## Tarefa proposta:
Identifique, nos dados abaixo, todas as linhas que contêm a palavra "surface" e transcreva cada uma delas na íntegra.

## Entradas de imagens sobre regiões nomeadas:

^^^^^^^^^^^^^^^^

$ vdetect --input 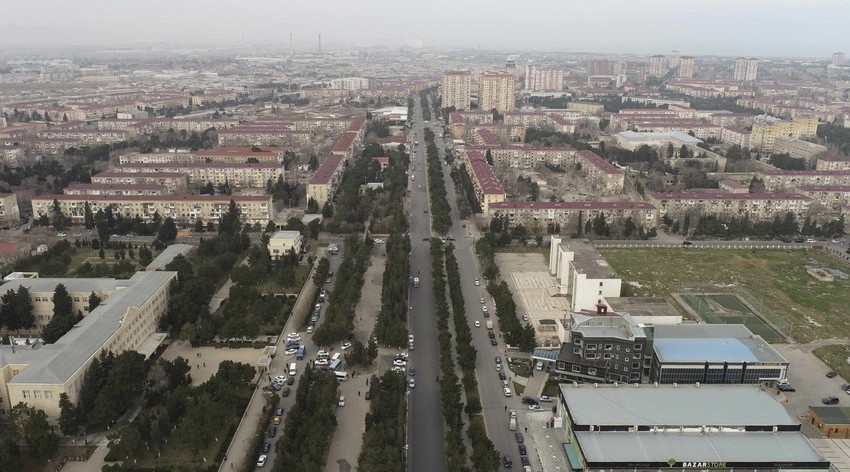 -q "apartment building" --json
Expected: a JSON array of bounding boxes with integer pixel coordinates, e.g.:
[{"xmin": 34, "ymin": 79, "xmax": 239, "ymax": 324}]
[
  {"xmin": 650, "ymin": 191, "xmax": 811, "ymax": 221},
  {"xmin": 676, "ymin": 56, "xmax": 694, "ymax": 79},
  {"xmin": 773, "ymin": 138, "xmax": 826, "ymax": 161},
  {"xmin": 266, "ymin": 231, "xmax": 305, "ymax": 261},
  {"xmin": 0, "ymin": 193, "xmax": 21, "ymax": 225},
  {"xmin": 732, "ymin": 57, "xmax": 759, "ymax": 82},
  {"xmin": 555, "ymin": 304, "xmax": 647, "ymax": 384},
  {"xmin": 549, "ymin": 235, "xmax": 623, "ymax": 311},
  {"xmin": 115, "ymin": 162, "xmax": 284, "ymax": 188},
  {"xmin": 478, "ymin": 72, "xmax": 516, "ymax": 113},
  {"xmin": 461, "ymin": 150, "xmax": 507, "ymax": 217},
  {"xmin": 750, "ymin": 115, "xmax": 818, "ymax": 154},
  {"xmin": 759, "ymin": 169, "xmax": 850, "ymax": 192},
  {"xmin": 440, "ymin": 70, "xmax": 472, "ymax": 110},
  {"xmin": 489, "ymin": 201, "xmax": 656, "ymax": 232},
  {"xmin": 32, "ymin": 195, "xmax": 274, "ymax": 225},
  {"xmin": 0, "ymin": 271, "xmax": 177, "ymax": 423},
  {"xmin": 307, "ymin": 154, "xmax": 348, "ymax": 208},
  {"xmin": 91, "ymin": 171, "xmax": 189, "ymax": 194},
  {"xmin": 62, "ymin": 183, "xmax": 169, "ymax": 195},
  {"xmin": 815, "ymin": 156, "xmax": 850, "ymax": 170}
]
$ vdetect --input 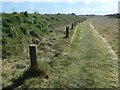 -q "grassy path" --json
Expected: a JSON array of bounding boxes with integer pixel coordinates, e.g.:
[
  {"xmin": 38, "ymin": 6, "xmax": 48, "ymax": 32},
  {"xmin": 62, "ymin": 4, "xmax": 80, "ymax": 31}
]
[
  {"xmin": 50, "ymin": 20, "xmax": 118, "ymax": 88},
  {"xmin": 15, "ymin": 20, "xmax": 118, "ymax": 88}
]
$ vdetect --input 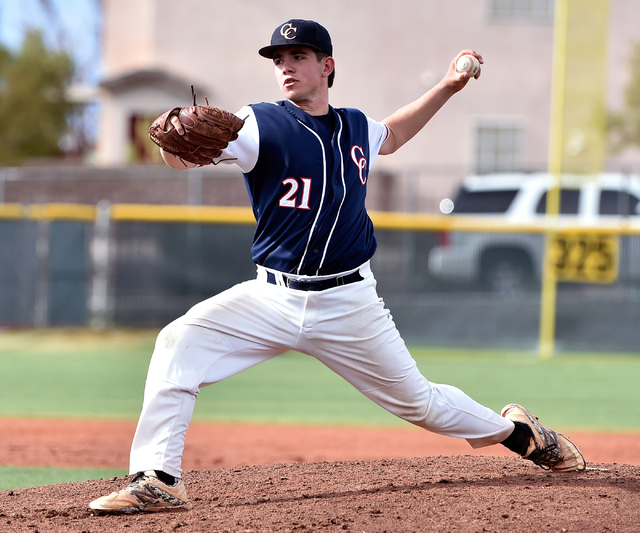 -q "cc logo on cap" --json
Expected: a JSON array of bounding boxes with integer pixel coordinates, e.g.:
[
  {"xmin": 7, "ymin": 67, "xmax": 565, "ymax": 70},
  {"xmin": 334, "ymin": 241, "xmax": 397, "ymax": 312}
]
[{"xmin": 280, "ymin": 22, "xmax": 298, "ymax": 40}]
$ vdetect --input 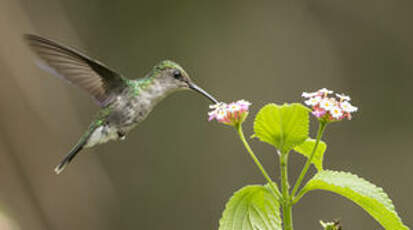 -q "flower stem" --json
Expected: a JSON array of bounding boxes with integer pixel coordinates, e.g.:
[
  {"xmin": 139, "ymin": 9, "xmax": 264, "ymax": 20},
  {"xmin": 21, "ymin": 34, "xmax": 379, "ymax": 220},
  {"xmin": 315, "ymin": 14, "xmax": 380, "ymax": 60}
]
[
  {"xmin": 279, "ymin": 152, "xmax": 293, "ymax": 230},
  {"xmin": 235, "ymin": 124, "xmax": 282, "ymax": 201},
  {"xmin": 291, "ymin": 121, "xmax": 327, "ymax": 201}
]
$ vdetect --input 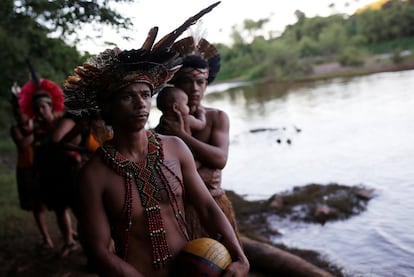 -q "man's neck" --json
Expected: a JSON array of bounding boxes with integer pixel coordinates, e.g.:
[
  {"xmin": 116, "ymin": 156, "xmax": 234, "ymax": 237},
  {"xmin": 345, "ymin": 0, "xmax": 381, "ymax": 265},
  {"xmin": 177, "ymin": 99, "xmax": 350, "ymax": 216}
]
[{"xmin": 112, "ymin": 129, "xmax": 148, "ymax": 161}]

^^^^^^^^^^^^^^^^

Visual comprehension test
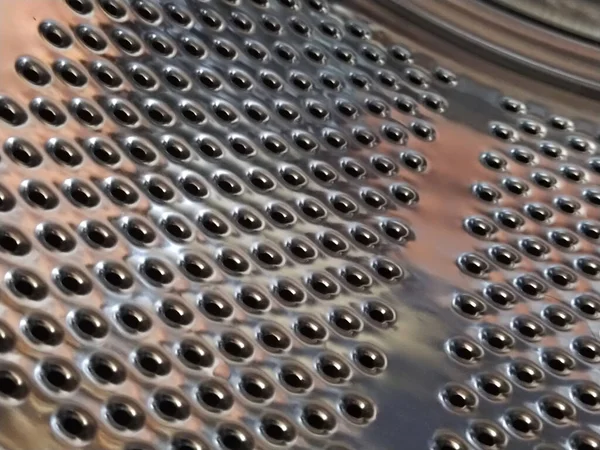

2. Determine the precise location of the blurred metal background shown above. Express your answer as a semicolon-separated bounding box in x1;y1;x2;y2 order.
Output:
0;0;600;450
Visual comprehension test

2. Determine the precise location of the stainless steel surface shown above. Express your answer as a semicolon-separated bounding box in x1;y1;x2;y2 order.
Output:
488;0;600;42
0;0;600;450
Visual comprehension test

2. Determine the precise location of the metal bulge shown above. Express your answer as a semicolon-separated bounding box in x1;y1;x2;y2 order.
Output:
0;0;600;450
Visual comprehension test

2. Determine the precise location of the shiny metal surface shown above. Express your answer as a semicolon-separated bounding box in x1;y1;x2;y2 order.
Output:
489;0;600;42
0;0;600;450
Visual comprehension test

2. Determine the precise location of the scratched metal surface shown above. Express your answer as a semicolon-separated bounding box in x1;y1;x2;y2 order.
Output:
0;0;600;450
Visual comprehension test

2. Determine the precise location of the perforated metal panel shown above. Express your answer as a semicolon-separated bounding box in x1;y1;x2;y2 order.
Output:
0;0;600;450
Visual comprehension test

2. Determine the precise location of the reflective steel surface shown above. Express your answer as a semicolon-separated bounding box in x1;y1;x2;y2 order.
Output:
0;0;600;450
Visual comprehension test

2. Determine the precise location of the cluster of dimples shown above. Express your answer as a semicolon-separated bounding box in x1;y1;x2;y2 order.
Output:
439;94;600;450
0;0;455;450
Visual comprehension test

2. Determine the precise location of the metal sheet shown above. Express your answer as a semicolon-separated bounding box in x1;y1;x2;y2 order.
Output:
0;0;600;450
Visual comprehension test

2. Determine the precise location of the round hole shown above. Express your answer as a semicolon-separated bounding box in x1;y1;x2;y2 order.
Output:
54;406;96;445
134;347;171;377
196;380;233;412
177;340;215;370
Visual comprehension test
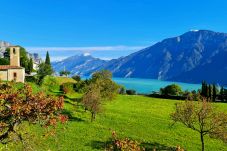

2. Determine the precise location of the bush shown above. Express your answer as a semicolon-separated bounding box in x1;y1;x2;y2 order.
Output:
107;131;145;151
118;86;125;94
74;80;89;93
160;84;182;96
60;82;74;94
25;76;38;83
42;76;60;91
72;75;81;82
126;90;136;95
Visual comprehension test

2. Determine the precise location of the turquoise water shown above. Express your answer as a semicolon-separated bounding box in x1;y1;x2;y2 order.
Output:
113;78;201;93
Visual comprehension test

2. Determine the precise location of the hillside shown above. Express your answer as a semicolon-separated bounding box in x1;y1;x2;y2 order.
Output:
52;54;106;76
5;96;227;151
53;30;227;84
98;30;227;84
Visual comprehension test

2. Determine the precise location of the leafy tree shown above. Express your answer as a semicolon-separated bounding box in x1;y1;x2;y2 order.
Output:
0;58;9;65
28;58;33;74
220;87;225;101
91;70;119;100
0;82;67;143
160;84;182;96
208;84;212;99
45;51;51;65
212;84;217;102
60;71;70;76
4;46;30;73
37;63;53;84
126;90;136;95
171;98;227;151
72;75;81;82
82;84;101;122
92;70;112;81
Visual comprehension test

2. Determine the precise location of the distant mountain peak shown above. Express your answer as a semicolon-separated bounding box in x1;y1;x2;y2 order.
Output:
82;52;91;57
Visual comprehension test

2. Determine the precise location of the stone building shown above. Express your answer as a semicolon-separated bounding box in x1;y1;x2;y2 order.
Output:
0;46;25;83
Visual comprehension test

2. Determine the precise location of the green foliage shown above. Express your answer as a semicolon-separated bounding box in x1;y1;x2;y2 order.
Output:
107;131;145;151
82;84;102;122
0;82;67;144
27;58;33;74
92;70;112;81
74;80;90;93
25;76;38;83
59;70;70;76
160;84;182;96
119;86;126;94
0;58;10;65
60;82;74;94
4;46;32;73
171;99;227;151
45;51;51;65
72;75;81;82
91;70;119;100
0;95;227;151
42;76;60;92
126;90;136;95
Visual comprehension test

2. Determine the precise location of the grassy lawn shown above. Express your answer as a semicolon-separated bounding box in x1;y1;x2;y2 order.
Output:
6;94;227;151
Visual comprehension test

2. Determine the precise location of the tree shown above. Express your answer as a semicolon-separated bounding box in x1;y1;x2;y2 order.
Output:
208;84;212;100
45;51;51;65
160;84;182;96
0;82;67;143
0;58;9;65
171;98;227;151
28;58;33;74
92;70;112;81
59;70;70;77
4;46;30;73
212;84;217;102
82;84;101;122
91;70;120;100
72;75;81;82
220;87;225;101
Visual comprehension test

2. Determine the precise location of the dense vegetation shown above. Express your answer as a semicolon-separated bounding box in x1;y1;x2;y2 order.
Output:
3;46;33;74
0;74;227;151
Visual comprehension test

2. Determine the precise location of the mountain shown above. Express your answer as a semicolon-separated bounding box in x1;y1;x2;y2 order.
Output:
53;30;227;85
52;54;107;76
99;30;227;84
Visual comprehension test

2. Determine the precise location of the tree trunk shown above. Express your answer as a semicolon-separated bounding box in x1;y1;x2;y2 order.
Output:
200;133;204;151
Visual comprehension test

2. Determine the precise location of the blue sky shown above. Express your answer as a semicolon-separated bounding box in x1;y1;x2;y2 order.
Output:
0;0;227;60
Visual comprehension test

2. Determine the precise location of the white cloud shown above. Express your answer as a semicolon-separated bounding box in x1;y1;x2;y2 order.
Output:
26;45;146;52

^^^^^^^^^^^^^^^^

## Exercício resolvido:
2. Determine the precise location of the stainless steel surface shown above. Express your answer as a semicolon-separated bounding box in x1;y1;x2;y2 order.
2. Determine the precise location of the shiny metal surface shown above. Express your answer as a semicolon-separated bounding box in x1;y1;x2;y2 order.
2. Determine the precise location of the scratched metal surface shown above. Express your answer as a semicolon-separated bounding box in x1;y1;x2;y2 order.
2. Determine the precise location of the reflective steel surface shown above. Express your answer as a semicolon-separated bounding box in x1;y1;x2;y2 order.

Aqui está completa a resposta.